COMPITO RICHIESTO — Ricopia senza modifiche il passo dell'intervista su Battisti compreso tra "Appena ho ricevuto" e "lacunose e frammentarie.", estremi inclusi.

Appena ho ricevuto tra le mani una copia di “Amore, libertà e censura" e ho iniziato a sfogliarlo, mi è subito venuto voglia di fare delle domande all'autore. Le canzoni di Battisti si sentono continuamente in radio ed in "strada" tra la gente, ma sulla persona Battisti e su quanto gravitava intorno ai suoi dischi, le informazioni sono molto più lacunose e frammentarie.
Questo libro prende in esame un disco di Battisti, "Amore e non amore" e l'intero anno del 1971.
Com'è nato il tuo "innamoramento" per Battisti?
Battisti è un vecchio amore, nato anni e anni fa, poi sopito e riemerso, anzi devo dire che riemerge ciclicamente. A volte con il mondo sonoro di Anima latina, a volte con il funky secco di Io tu noi tutti, altre volte con il trip hop alieno di CSAR. Come i Beatles e i Led Zeppelin, Lucio Battisti ha saputo mutare di album in album, confezionando sempre prodotti impeccabili, stilisticamente diversi (Umanamente uomo: il sogno è assai diverso da Una giornata uggiosa, tanto per fare due nomi dell'epoca Battisti-Mogol): per chi, come me, viene dal rock e si muove prevalentemente in quell'area, questo è un elemento davvero importante. E altrettanto importante fu un disco come Amore e non amore: libero, improvvisato, con spunti progressive e brani strumentali, l'esatto contrario di ciò che si aspetta da un autore pop! E poi la cosa più intriganti di Battisti è il mistero: com'è possibile che l'emblema del pop susciti così tanti interrogativi? indubbiamente la sua grande assenza alimenta molti di questi enigmi...
Questo è il tuo terzo libro. Quali sono stati i due precedenti?

DATI FORNITI —

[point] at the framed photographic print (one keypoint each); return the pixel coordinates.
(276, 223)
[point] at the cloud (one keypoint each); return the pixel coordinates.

RISULTATO —
Appena ho ricevuto tra le mani una copia di “Amore, libertà e censura" e ho iniziato a sfogliarlo, mi è subito venuto voglia di fare delle domande all'autore. Le canzoni di Battisti si sentono continuamente in radio ed in "strada" tra la gente, ma sulla persona Battisti e su quanto gravitava intorno ai suoi dischi, le informazioni sono molto più lacunose e frammentarie.